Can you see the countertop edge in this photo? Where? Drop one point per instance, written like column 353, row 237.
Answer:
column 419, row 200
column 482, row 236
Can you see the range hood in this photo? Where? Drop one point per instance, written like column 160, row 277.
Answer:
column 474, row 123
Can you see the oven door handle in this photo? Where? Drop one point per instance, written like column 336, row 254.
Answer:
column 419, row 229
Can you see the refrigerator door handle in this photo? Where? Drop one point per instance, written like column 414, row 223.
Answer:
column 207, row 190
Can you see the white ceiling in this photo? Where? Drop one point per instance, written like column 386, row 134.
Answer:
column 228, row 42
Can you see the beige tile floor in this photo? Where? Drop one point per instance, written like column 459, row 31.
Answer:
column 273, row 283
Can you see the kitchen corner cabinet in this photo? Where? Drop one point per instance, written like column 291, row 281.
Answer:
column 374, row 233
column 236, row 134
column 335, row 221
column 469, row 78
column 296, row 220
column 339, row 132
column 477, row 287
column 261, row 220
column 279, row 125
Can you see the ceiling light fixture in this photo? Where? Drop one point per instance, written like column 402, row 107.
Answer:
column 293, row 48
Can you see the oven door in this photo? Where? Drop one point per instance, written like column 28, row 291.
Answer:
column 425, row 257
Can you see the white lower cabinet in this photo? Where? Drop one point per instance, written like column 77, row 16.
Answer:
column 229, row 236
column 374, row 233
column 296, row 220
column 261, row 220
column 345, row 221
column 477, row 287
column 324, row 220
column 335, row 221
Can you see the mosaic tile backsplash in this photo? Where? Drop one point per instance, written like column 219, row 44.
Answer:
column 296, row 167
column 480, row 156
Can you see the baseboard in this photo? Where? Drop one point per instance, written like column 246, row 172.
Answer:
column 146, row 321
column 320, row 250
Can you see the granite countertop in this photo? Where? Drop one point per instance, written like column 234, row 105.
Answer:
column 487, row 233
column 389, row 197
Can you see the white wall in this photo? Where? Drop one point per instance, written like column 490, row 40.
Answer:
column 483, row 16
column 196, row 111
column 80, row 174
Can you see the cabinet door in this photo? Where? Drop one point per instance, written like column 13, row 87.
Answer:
-*-*-
PROBLEM DESCRIPTION >> Please return the full set of records exactly as given above.

YOUR SOLUTION >>
Can you see the countertop edge in this photo? Where? Drop one point per instance, written like column 353, row 237.
Answer:
column 419, row 200
column 482, row 236
Can you see the range hood in this photo? Where? Drop one point per instance, written like column 160, row 277.
Answer:
column 474, row 123
Can you see the oven door handle in this photo? Where? Drop one point per instance, written like column 336, row 254.
Answer:
column 419, row 229
Can you see the refrigerator door handle in this photo? Where? Drop one point per instance, written like column 414, row 223.
Answer:
column 207, row 190
Can you see the white ceiling in this photo? Where? Drop one point per instance, written like column 386, row 134.
Answer:
column 228, row 42
Can you see the beige tile floor in this photo? Where? Drop one point per instance, written like column 459, row 31.
Answer:
column 273, row 283
Can you see the kitchen corner cabinet in this photo? Where? Drop one point per instance, written like column 291, row 281.
Answer:
column 374, row 233
column 236, row 134
column 335, row 221
column 469, row 78
column 296, row 220
column 339, row 132
column 477, row 287
column 261, row 220
column 279, row 125
Can you see the ceiling light fixture in this photo? Where? Drop one point per instance, written like column 402, row 107.
Answer:
column 293, row 48
Can you see the oven door in this photo? Where? Drop one point per instance, written like column 28, row 291.
Answer:
column 425, row 257
Can you see the white lower cabinet in this photo? Where? Drop one point per instance, written like column 77, row 16.
Answer:
column 229, row 236
column 374, row 233
column 296, row 220
column 261, row 220
column 345, row 221
column 477, row 287
column 324, row 220
column 335, row 221
Can you see the mosaic tile backsplash in this photo? Where? Drop one point per instance, written like column 219, row 44.
Answer:
column 296, row 167
column 480, row 156
Can you see the baseboard in this photo? Where? Drop one point per instance, written like column 246, row 172.
Answer:
column 146, row 321
column 320, row 250
Can you see the granite countertop in this photo? Where? Drop one point per instance, written like column 234, row 105.
Answer:
column 487, row 233
column 389, row 197
Can you see the white wall in this photo? Where? Drop one point per instance, written like column 490, row 40.
Answer:
column 483, row 16
column 196, row 111
column 80, row 174
Can you see the cabinet door in this photo? Where? Drop one point per instance, written like column 13, row 87.
Answer:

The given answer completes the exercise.